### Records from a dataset

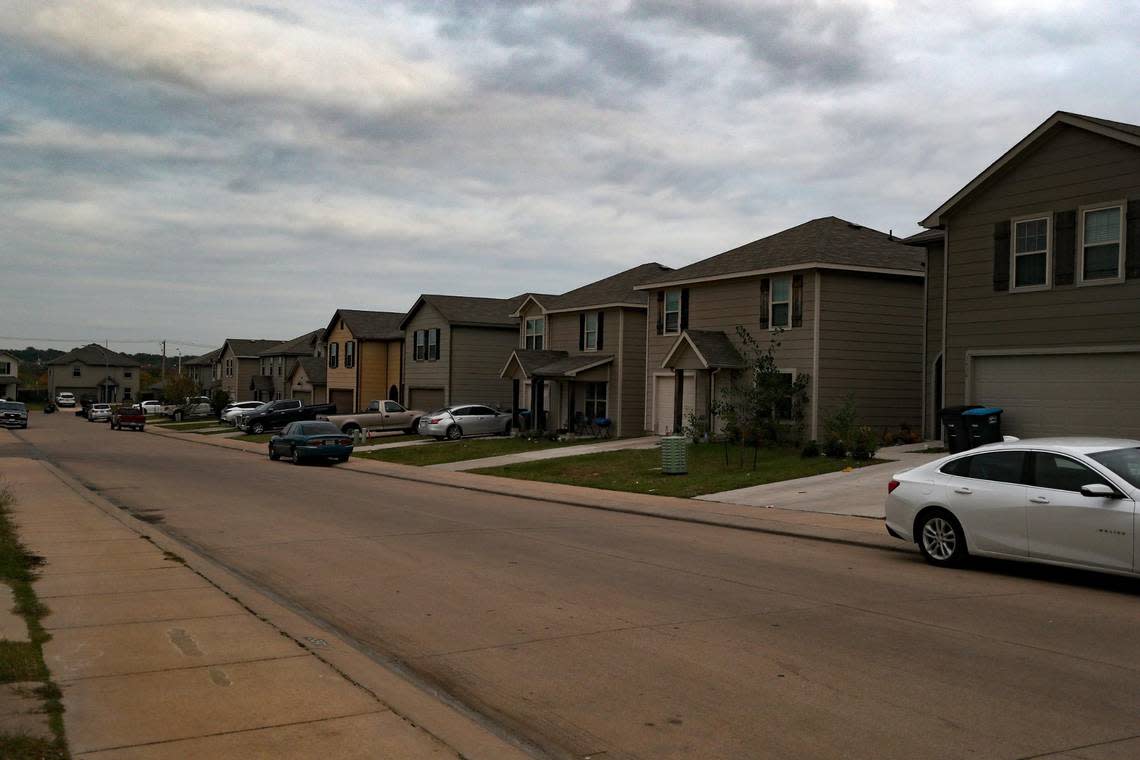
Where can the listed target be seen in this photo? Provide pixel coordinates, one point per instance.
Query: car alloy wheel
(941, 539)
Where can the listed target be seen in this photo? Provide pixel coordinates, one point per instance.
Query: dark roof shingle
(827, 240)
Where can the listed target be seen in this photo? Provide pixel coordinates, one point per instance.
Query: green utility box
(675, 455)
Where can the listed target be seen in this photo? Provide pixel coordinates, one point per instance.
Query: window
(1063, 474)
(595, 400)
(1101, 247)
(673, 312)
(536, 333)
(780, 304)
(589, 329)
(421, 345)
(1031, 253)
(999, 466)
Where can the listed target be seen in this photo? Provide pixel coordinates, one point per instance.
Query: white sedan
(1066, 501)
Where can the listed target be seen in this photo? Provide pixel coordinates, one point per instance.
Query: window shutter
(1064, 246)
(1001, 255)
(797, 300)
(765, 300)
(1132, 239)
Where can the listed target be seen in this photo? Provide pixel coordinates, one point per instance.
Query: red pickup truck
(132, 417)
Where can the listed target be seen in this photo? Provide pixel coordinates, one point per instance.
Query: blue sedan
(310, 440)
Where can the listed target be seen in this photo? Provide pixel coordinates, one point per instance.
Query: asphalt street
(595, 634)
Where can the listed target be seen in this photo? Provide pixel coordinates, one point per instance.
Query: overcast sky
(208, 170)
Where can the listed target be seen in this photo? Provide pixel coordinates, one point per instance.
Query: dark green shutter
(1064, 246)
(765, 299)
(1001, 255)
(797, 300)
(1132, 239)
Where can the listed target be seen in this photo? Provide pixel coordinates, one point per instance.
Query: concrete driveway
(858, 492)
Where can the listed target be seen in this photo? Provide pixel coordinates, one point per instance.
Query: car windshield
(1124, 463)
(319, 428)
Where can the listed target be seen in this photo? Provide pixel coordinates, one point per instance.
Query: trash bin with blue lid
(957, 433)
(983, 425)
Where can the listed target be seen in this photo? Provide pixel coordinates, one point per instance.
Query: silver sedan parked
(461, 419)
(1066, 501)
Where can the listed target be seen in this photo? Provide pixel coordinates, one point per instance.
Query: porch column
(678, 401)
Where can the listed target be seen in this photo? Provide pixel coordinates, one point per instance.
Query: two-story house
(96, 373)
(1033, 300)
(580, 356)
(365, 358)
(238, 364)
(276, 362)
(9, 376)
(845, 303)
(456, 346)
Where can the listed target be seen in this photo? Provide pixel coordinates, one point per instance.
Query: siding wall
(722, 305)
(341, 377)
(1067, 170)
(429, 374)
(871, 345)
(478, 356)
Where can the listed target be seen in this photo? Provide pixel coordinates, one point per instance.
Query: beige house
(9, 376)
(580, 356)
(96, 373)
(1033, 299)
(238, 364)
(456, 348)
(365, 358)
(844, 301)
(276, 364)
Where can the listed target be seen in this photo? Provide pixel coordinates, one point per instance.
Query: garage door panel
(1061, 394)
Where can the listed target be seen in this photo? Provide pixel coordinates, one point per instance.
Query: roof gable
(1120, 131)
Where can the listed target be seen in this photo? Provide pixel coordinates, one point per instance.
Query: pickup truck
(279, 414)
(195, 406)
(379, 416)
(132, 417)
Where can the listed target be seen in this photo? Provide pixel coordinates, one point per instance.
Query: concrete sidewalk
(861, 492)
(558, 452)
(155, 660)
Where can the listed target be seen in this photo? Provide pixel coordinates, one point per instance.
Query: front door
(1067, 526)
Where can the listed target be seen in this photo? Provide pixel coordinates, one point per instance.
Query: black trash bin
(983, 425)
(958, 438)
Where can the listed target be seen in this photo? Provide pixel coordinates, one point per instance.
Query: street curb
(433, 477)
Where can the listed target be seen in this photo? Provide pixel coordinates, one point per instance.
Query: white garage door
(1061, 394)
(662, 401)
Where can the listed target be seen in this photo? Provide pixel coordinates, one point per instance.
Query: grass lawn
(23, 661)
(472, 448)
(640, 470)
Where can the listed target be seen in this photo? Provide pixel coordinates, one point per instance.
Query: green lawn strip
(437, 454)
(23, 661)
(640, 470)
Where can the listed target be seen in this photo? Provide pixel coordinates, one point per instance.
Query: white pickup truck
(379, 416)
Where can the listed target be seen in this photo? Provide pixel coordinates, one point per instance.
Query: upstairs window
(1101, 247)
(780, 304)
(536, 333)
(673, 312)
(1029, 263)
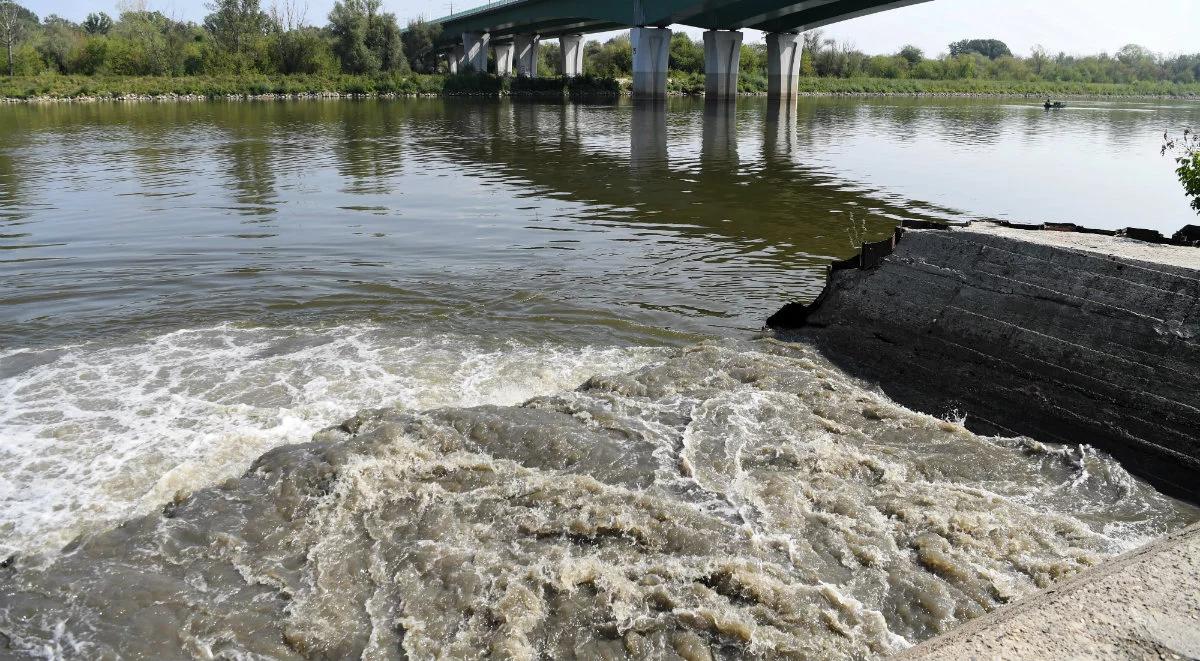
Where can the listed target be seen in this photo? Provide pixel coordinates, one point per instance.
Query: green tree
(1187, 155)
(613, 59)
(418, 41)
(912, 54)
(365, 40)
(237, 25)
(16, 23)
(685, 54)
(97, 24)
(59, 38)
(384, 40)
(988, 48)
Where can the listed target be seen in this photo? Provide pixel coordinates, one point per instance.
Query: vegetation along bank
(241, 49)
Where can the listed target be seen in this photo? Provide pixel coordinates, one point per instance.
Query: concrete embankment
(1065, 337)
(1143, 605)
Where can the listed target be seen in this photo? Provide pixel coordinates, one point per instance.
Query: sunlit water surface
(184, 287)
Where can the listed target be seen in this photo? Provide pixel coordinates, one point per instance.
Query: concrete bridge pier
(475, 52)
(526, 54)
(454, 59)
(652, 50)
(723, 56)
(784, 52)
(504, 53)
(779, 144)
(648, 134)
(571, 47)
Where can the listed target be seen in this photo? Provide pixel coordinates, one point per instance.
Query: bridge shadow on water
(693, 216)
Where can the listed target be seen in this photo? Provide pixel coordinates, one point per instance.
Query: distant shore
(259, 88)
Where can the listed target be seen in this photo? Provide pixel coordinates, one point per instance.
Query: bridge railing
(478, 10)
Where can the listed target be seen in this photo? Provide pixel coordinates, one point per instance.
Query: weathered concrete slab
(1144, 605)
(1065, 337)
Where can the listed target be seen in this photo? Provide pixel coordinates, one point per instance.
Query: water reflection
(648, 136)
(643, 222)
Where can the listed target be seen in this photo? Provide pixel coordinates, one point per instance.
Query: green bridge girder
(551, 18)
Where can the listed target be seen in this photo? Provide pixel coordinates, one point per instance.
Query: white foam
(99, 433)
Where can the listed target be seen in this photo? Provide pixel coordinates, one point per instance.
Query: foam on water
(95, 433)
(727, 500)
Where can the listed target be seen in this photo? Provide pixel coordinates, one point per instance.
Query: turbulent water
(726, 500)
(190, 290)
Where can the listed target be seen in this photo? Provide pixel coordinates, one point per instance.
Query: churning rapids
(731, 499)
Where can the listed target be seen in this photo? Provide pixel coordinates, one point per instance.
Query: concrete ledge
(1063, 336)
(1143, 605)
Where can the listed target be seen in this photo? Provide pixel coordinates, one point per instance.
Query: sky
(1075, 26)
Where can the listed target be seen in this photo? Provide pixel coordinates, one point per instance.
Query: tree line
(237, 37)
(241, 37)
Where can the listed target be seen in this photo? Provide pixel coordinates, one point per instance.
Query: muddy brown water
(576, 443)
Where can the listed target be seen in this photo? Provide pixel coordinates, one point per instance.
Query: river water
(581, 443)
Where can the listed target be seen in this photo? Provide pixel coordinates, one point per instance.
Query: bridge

### GOAL
Repeat the material above word for word and skip every image in it.

### RESPONSE TO THE TASK
Where can the listed target be seen in this photo? Provide pixel coordinates, one point per instance.
Query: car alloy wheel
(941, 539)
Where can the listed target be seen in this photo? Provide pixel coordinates, one point per instance.
Query: dark roof shingle
(827, 240)
Where can the listed target be seen in this photo? Provide pixel coordinates, one point per instance.
Query: green utility box
(675, 455)
Where can the listed target be seen in this photo? Provide pixel coordinates, one point per instance.
Query: window
(1063, 474)
(595, 400)
(1101, 247)
(673, 312)
(536, 333)
(780, 304)
(589, 329)
(421, 345)
(1031, 253)
(999, 466)
Where can the listed target be seen in this photo? Provide pixel coordinates, one point per instance.
Query: white sedan
(1066, 501)
Where can the listed target be seen in this photo? Provide pixel coordinates, one point per instance.
Query: window shutter
(1064, 246)
(1001, 255)
(797, 300)
(765, 300)
(1132, 239)
Where can the listed target be seen in this photo? Provide pixel coordinates, one point per instance.
Query: red pickup truck
(132, 417)
Where can the listed target be seen in this photo? Provide pixel coordinates, one point per instance.
Query: blue sedan
(310, 440)
Where can the listed target be seen in this photo? Provide pixel coordinates, one point per instance.
Query: asphalt street
(595, 634)
Where can the listed target be seen in this photo? Provide pixel coordinates, one point per instance.
Query: overcast sky
(208, 170)
Where can the listed target be seen in this photo? Provide pixel coordinates, one point per instance.
Query: dark green shutter
(1064, 246)
(765, 299)
(1001, 255)
(797, 300)
(1132, 239)
Where can the listed target be seen in this photo? Provide pixel coordinates, one point per instance.
Query: concrete driveway
(858, 492)
Where can the listed target be seen in this photo? Provide pixel coordinates, one point per instance.
Query: car windshield
(1124, 463)
(319, 428)
Where can the listed target be seen in this photo? Provide pixel coordinates, one point per instance.
Query: trash bin with blue lid
(957, 433)
(983, 425)
Where can the listed target be seen in this photo? Provide pixel coordinates, one point per instance.
Query: silver sedan parked
(461, 419)
(1066, 501)
Where can the listed target be seen in this photo? Provide pixel coordinates, one point per instance.
Query: porch column
(678, 401)
Where can the listed target be seen in this photo? Provide pixel coordinates, one point per instance.
Query: two-story house
(96, 373)
(1033, 300)
(580, 356)
(365, 358)
(238, 364)
(276, 362)
(9, 376)
(845, 303)
(456, 346)
Where can the listed target be seen in this photo? Provide pixel coordinates, one point per instance.
Query: siding wall
(722, 305)
(341, 377)
(1067, 170)
(429, 374)
(871, 345)
(478, 356)
Where can the listed target be seen in this photo? Provide pixel coordinates, one point per instance.
Query: beige house
(9, 376)
(580, 356)
(96, 373)
(1033, 299)
(238, 364)
(456, 348)
(365, 358)
(844, 301)
(276, 364)
Where can the listed target be seen in this photo? Provide pixel coordinates, one point per instance.
Query: garage door panel
(1061, 394)
Where can the listed target be seen in this photo? Provide pixel coordinates, one point per instance.
Query: roof gable
(1120, 131)
Where can the listed target be seen in this photo? Provide pixel coordinates, one point per instance.
Query: pickup truck
(279, 414)
(195, 406)
(379, 416)
(132, 417)
Where can the listed target be seen in this photo? Provide pixel coordinates, one point per instance.
Query: concrete sidewalk
(861, 492)
(558, 452)
(155, 660)
Where can the listed target be seen in this photo? Provide pixel coordinates, one point per instance.
Query: front door
(1067, 526)
Where can the listed target be seen in this photo? Provide pixel coordinates, one point per instance.
Query: black trash bin
(983, 425)
(958, 438)
Where can the listed target be seen in this photo? Provide pixel coordinates, one point per instance.
Query: street curb
(433, 477)
Where can the listed target be seen in this photo? Provide pixel coordinates, one point per instance.
Query: white garage door
(1061, 394)
(662, 401)
Where can the listed target be seen in this photo? Provide pixel coordinates, one point per instance.
Query: grass lawn
(23, 661)
(472, 448)
(640, 470)
Where can the listed target be seen in this photo? Provide pixel coordinates, one point per instance.
Query: green lawn strip
(437, 454)
(23, 661)
(640, 470)
Where can the listed target be seen in this photo? Provide pixel coordinates, one point per instance.
Query: white pickup truck
(379, 416)
Where can the listed target be seen in this photo? Provide pixel coordinates, one point per instance.
Query: upstairs window
(1101, 247)
(780, 304)
(536, 333)
(673, 312)
(1029, 263)
Where can the listed target be seen in this photo? Provide pixel coordinates, one point per instance.
Query: green tree
(1187, 155)
(613, 59)
(418, 41)
(912, 54)
(365, 40)
(237, 25)
(16, 23)
(685, 54)
(97, 24)
(59, 38)
(384, 40)
(988, 48)
Where can the listed target be seen in this photo? Provide pixel coordinates, one point per instance.
Query: vegetation along bank
(241, 49)
Where can the listed target be seen in this photo? Provide pixel coordinates, one point per instance.
Query: concrete embankment
(1065, 337)
(1143, 605)
Where can the listed target be seen in this photo? Provide pixel coordinates, one point per instance.
Query: sunlit water surface
(184, 287)
Where can the listed target be seen in this photo? Provide pixel coordinates, one point per instance.
Query: concrete bridge pier
(475, 52)
(526, 54)
(454, 59)
(652, 50)
(723, 56)
(784, 52)
(504, 53)
(779, 144)
(648, 134)
(571, 47)
Where can the listed target be seen in this photo? Provide pixel coordinates, one point per instance.
Query: bridge shadow on water
(693, 216)
Where can the listed target be seen in this photo? Provide pixel coordinates, one point per instance.
Query: distant shore
(259, 88)
Where can the listed target be seen in this photo? Provide pixel coordinates, one point per instance.
Query: bridge railing
(478, 10)
Where can the listed target be seen in this photo? Provide pixel coordinates, one point per instance.
Query: weathered concrete slab
(1144, 605)
(1065, 337)
Where can the listed target be seen in this photo? Provide pixel coordinates, one point per instance.
Query: water reflection
(648, 136)
(643, 222)
Where can the listed target be seen in this photo? Provide pixel coordinates, one point per instance.
Query: green bridge girder
(551, 18)
Where can the listed target be seen in this photo? Provide pixel coordinates, one point per instance.
Query: white foam
(99, 433)
Where can the listed target be seen in this photo? Provide pixel coordinates, one point per instance.
Query: foam on water
(95, 433)
(727, 500)
Where can the listed target be seen in this photo? Provide pixel coordinates, one point per instance.
Query: turbulent water
(726, 500)
(190, 290)
Where can the listed target be seen in this photo? Provide pixel coordinates, one point per instance.
Query: churning rapids
(731, 499)
Where can the listed target be seen in this photo? Provide pixel coordinates, one point per instance.
Query: concrete ledge
(1063, 336)
(1143, 605)
Where can the listed target be seen in this photo? Provide pixel coordinates, one point per instance.
Query: sky
(1075, 26)
Where can the listed target be seen in this photo? Provide pixel coordinates, one point per instance.
Query: tree line
(237, 37)
(241, 37)
Where can the listed target be seen in this photo? Provide pixel coordinates, one point per instance.
Query: muddy brown water
(576, 443)
Where can the listed target be seen in this photo? Provide pixel coordinates, one point per instance.
Query: river water
(581, 443)
Where can the listed target be seen in this photo? Provide pixel coordinates, one point per instance.
Query: bridge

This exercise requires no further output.